PROBLEM TO WORK ON
Reproduce all entries precisely, down to the last character.

RECORD EXTRACTS
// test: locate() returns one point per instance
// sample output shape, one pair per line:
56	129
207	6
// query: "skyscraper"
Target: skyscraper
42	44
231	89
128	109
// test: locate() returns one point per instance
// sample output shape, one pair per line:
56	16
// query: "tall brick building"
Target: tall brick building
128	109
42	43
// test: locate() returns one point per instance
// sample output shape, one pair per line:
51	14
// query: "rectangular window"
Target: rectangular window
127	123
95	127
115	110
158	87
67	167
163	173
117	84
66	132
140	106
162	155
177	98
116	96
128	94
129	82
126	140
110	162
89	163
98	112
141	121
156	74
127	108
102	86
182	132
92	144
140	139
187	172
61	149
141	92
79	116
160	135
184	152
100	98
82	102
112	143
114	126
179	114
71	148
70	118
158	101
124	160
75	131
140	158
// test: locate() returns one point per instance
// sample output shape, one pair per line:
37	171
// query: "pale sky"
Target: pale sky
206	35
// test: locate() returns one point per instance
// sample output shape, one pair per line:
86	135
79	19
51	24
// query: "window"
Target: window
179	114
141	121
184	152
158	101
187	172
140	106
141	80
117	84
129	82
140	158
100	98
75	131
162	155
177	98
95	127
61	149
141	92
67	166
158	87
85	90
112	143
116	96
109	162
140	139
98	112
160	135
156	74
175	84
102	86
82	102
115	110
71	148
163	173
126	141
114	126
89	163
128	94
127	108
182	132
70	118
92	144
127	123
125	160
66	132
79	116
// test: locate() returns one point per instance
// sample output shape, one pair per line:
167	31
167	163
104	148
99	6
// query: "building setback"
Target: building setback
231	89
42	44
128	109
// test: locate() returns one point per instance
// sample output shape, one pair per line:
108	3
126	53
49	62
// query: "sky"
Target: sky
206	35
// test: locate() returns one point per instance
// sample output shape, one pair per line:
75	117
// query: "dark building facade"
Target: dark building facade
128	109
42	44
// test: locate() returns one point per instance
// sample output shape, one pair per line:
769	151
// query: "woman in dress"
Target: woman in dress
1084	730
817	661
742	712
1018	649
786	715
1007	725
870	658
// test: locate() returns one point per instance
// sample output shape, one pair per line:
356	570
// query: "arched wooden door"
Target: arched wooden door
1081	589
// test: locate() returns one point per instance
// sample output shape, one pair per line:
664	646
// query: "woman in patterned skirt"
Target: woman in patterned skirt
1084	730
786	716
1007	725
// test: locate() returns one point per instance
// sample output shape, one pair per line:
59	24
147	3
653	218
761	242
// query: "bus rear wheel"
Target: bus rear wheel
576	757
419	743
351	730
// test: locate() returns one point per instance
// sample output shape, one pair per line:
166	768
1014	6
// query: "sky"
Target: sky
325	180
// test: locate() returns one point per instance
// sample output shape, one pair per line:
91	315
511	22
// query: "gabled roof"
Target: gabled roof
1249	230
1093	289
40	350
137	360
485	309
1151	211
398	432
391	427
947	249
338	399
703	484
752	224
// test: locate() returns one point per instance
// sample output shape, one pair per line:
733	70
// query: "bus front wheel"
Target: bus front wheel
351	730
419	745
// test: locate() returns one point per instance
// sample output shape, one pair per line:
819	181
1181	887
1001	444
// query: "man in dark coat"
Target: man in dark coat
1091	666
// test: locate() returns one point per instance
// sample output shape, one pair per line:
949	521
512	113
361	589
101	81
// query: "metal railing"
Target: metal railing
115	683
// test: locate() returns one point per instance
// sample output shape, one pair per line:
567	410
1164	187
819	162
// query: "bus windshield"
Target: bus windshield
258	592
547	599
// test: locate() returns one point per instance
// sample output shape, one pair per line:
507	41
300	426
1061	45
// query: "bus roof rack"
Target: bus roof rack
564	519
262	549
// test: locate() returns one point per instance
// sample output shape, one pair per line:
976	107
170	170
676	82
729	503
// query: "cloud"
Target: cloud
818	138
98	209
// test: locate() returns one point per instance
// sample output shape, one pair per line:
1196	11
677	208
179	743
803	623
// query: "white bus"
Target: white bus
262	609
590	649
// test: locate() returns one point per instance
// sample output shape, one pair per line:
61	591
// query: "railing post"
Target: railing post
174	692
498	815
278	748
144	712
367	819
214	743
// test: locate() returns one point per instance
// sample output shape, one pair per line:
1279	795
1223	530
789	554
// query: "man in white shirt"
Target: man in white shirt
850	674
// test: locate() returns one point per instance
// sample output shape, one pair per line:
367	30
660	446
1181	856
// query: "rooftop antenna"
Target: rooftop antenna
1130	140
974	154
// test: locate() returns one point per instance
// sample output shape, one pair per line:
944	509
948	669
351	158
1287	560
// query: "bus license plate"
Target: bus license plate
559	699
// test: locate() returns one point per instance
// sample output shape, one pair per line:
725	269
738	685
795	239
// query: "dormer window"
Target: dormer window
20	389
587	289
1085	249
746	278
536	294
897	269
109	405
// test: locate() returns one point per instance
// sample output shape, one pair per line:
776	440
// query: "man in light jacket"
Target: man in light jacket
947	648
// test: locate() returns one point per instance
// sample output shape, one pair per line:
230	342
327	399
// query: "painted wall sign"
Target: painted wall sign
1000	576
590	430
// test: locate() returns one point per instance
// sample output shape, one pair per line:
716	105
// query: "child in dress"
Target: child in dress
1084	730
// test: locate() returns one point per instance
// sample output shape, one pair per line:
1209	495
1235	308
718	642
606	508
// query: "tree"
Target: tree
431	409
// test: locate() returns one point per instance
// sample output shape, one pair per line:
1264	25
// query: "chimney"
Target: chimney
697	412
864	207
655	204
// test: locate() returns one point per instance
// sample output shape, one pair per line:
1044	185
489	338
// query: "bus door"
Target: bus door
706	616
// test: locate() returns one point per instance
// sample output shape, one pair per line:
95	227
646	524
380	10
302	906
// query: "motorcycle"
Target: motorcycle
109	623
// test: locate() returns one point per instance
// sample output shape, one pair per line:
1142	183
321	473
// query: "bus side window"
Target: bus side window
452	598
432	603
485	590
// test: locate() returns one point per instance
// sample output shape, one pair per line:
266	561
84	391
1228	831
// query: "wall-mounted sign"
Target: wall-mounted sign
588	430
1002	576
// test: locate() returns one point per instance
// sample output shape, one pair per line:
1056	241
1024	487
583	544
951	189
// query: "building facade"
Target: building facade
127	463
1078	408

RESULT BELOW
// test: locate() returns one point per instance
// sample output shape, one pair per line:
56	129
207	6
// query: "skyscraper"
Target: skyscraper
42	44
231	89
128	109
// test: locate() returns one point per instance
// sample output shape, one pair per line:
56	16
// query: "tall brick building"
Target: tall brick building
128	109
42	43
// test: locate() returns one point per instance
// sample output shape, one pair per line:
51	14
// query: "rectangular window"
Target: rectangular window
127	123
95	127
115	110
158	87
67	167
163	173
117	84
66	132
140	106
162	155
177	98
116	96
128	94
129	82
126	140
110	162
89	163
98	112
141	121
156	74
127	108
102	86
182	132
92	144
140	139
187	172
61	149
141	92
79	116
160	135
184	152
100	98
82	102
112	143
114	126
179	114
71	148
70	118
158	101
124	160
75	131
140	158
// test: locate() returns one point per instance
// sample output shape, one pair per line:
37	171
// query: "pale sky"
Target: pale sky
206	35
// test: locate() returns one point per instance
// sample output shape, one pair per line:
86	135
79	19
51	24
// query: "window"
Target: window
179	114
141	121
184	152
158	101
187	172
140	106
141	80
117	84
129	82
140	158
100	98
75	131
162	155
177	98
95	127
61	149
141	92
67	166
158	87
85	90
112	143
116	96
109	162
140	139
98	112
160	135
156	74
175	84
102	86
82	102
115	110
71	148
163	173
126	141
114	126
89	163
128	94
127	108
182	132
70	118
92	144
127	123
125	160
66	132
79	116
// test: locate() returns one point per instance
// sample output shape, one pair per line:
167	31
167	163
104	148
99	6
// query: "building setback"
Target: building setback
231	89
42	44
128	109
// test: locate() returns one point per instance
// sample output shape, one pair per line:
108	3
126	53
49	62
// query: "sky"
Target: sky
206	35
// test: locate() returns one point per instance
// sample output shape, one pair per line:
75	117
// query: "dark building facade"
Target: dark building facade
128	109
42	44
// test: locate() returns one point per instance
// sample output shape, one pair per line:
769	151
// query: "woman in dress"
Target: woman in dress
1084	730
817	661
742	712
1018	649
786	715
1007	725
870	658
// test: locate() returns one point per instance
// sample output shape, one pair per line:
356	570
// query: "arched wooden door"
Target: arched wooden door
1081	589
// test: locate() returns one point per instance
// sample output shape, one pair per line:
664	646
// query: "woman in patterned skirt"
Target: woman in patterned skirt
1084	730
786	716
1007	725
// test: locate() returns one point per instance
// sample output shape, one pair per line:
59	24
147	3
653	218
761	242
// query: "bus rear wheel"
Target: bus rear wheel
576	757
419	743
351	730
// test: locate() returns one point per instance
// sample output shape, one pair per line:
166	768
1014	6
// query: "sky"
Target: sky
325	180
// test: locate() returns one point per instance
// sample output shape, one pair per line:
91	315
511	22
// query: "gabled roof"
Target: gabled roof
1249	230
1093	289
40	350
137	360
485	309
1151	211
398	432
391	427
947	249
338	399
703	484
752	224
// test: locate() returns one point per instance
// sample output shape, one pair per line:
733	70
// query: "bus front wheel"
Target: bus front wheel
351	730
419	745
// test: locate() returns one point per instance
// sample output shape, one pair per line:
819	181
1181	887
1001	444
// query: "man in dark coat"
Target: man in dark coat
1091	666
// test: locate() returns one point per instance
// sample output shape, one pair per line:
949	521
512	113
361	589
101	81
// query: "metal railing"
Target: metal railing
115	683
// test: locate() returns one point per instance
// sample output shape, one pair per line:
567	410
1164	187
819	162
// query: "bus windshield"
Target: bus windshield
258	592
547	599
// test: locate() returns one point per instance
// sample output shape, one pair per line:
507	41
300	426
1061	45
// query: "bus roof rack"
Target: bus roof rack
564	519
262	549
// test: locate() returns one point per instance
// sample output shape, one pair per line:
976	107
170	170
676	82
729	503
// query: "cloud"
Target: cloud
818	138
98	209
// test: locate() returns one point per instance
// sample output shape, one pair per line:
1196	11
677	208
179	743
803	623
// query: "white bus"
Target: white bus
262	609
590	649
// test: locate() returns one point per instance
// sample output shape, one pair per line:
61	591
// query: "railing post"
Target: railing post
174	692
498	815
278	748
144	712
367	819
214	743
// test: locate() returns one point per instance
// sample output shape, one pair per line:
1279	795
1223	530
789	554
// query: "man in white shirt"
Target: man in white shirt
850	674
// test: locate() returns one point per instance
// sample output shape, one pair per line:
367	30
660	446
1181	856
// query: "rooftop antenna"
Target: rooftop antenna
1130	140
974	154
// test: locate() returns one point per instance
// sample output shape, one pair per line:
944	509
948	669
351	158
1287	560
// query: "bus license plate"
Target: bus license plate
559	699
// test: locate() returns one point per instance
// sample output shape, one pair per line:
725	269
738	685
795	239
// query: "dormer window"
Target: dormer window
20	389
587	289
1085	249
746	278
536	294
897	269
109	405
// test: locate() returns one point per instance
// sample output shape, one pair per line:
776	440
// query: "man in light jacket"
Target: man in light jacket
947	648
// test: locate() returns one point per instance
// sample output shape, one pair per line:
230	342
327	399
// query: "painted wall sign"
Target: painted wall sign
1000	576
590	430
// test: locate() returns one point per instance
// sample output shape, one pair per line:
716	105
// query: "child in dress"
Target: child in dress
1084	730
// test: locate() returns one point per instance
// sample output shape, one pair per line:
1209	495
1235	308
718	642
606	508
// query: "tree"
Target: tree
431	409
// test: locate() returns one point per instance
// sample output shape, one pair per line:
1264	25
// query: "chimney"
Target: chimney
697	412
864	207
655	204
// test: locate() returns one point per instance
// sample output shape, one pair per line:
1044	185
489	338
// query: "bus door"
Target: bus door
706	616
// test: locate() returns one point per instance
// sample output shape, one pair per line:
95	227
646	524
380	10
302	906
// query: "motorcycle"
Target: motorcycle
109	623
// test: locate() returns one point per instance
// sample output shape, one pair per line:
1142	183
321	473
// query: "bus side window"
Target: bus side window
452	598
432	603
485	590
// test: locate() returns one point per instance
// sample output shape, one pair per line:
266	561
84	391
1228	831
// query: "wall-mounted sign"
Target: wall-mounted sign
588	430
1002	576
// test: locate() returns one point per instance
// sample output shape, one pair per line:
1056	241
1024	487
583	544
951	189
// query: "building facade"
Target: building facade
127	463
1078	408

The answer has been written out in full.